* **Stated goal**
Output each line of the data below without any change.

— START Recorded data —

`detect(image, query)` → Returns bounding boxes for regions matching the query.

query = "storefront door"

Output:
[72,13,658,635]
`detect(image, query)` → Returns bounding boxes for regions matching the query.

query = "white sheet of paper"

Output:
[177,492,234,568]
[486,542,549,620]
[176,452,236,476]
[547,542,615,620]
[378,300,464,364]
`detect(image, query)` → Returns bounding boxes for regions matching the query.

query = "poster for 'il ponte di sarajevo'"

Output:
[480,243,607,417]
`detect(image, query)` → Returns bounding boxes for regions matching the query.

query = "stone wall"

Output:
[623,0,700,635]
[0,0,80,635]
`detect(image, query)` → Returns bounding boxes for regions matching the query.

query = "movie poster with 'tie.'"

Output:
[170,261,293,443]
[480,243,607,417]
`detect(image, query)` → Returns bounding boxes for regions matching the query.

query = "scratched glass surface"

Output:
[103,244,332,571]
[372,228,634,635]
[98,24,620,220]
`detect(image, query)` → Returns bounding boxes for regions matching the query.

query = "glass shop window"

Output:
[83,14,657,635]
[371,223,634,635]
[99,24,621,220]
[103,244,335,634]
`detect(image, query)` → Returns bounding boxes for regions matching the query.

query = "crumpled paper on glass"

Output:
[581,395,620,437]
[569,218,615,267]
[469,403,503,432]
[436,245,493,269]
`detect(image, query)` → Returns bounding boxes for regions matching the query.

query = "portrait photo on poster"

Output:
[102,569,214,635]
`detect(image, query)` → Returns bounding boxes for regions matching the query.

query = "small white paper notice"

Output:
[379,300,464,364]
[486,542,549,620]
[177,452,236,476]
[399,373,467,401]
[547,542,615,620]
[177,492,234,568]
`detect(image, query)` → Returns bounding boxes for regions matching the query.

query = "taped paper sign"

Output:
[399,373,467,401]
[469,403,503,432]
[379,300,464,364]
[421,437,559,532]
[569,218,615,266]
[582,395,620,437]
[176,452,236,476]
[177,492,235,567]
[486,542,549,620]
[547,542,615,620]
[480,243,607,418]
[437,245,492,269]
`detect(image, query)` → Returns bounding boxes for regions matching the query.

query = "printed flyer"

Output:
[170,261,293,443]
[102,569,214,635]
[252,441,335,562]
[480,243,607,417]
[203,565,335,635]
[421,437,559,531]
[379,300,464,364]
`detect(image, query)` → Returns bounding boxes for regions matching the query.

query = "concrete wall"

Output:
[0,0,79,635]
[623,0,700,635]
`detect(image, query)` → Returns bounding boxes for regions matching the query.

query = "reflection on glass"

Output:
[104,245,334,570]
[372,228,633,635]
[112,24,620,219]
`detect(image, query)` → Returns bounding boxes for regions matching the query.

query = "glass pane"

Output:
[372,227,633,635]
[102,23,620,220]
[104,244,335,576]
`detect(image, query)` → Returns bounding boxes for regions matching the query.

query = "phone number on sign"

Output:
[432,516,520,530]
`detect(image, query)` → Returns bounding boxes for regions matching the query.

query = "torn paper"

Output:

— END Recorded data —

* **Finished answer**
`detect(image, query)` → Returns bounding boxes for regions matching the query.

query = "storefront door"

Output:
[72,13,658,635]
`detect(image, query)` → Returns bounding boxes for regions matching the query.

query = "white sheet of paper"

Output:
[177,492,234,568]
[486,542,549,620]
[176,452,236,476]
[547,542,615,620]
[378,300,464,364]
`detect(image, query)` → Returns bounding boxes for regions matching the query.

query = "poster for 'il ponte di sarajevo'"

Output:
[480,243,607,417]
`detect(image, query)` → Returns bounding boxes for regions matching the query.

query = "stone wall"

Output:
[623,0,700,635]
[0,0,80,635]
`detect(image, query)` → Returns bounding boxes for regions matching the query.

query = "movie poster with 'tie.'"

Output:
[170,261,293,443]
[480,243,607,417]
`detect(image, query)` → Returns bounding boxes for regions matching the query.

query = "scratched glass surface"

Output:
[103,244,332,571]
[372,228,634,635]
[98,24,620,220]
`detect(image, query)` → Returns bounding boxes for regions matching the query.

query = "glass shop window"

Output:
[83,14,657,635]
[371,223,634,635]
[99,24,621,220]
[103,244,335,634]
`detect(image, query)` → Returns bounding boxes for regions matching the query.

query = "crumpled paper on glass"

Output:
[581,395,620,437]
[569,218,615,267]
[469,403,503,432]
[436,245,493,269]
`detect(image, query)` → Returns bounding boxes for regions matching the query.

query = "portrait photo on poster"

Output:
[102,569,214,635]
`detect(image, query)` → Returns bounding boxes for regions matching the query.

query = "small white paper notice"

Output:
[379,300,464,364]
[486,542,549,620]
[177,452,236,476]
[399,373,467,401]
[547,542,615,620]
[177,492,234,568]
`detect(image, query)` → Returns bounding boxes for regions matching the query.

query = "taped paper sign"

Output:
[399,373,467,401]
[469,403,503,432]
[379,300,464,364]
[421,437,559,532]
[569,218,615,266]
[582,395,620,437]
[176,452,236,476]
[177,492,235,567]
[486,542,549,620]
[547,542,615,620]
[480,243,607,418]
[437,245,492,269]
`detect(image, query)` → Returns bounding boxes for regions matching the query.

query = "printed flyer"

Output:
[170,261,293,443]
[102,569,214,635]
[252,441,335,562]
[480,243,607,417]
[203,565,335,635]
[421,437,559,531]
[379,300,464,364]
`detect(image, query)` → Returns bounding boxes for regions matching the query.

query = "concrete wall"

Output:
[0,0,79,635]
[623,0,700,635]
`detect(image, query)` → Returns bounding boxes for regions matching the query.

query = "reflection on glass"

Output:
[104,245,334,570]
[372,228,633,635]
[112,24,620,219]
`detect(image, query)` → Returns bounding boxes for regions matching the query.

query = "glass pane"

Output:
[372,227,633,635]
[102,23,620,220]
[104,244,335,576]
`detect(image, query)` → Returns bounding boxes for regions matching the query.

query = "phone number on sign"

Output:
[432,516,520,530]
`detect(image, query)` → Returns bounding boxes for regions matching the query.

query = "torn paper"

Output:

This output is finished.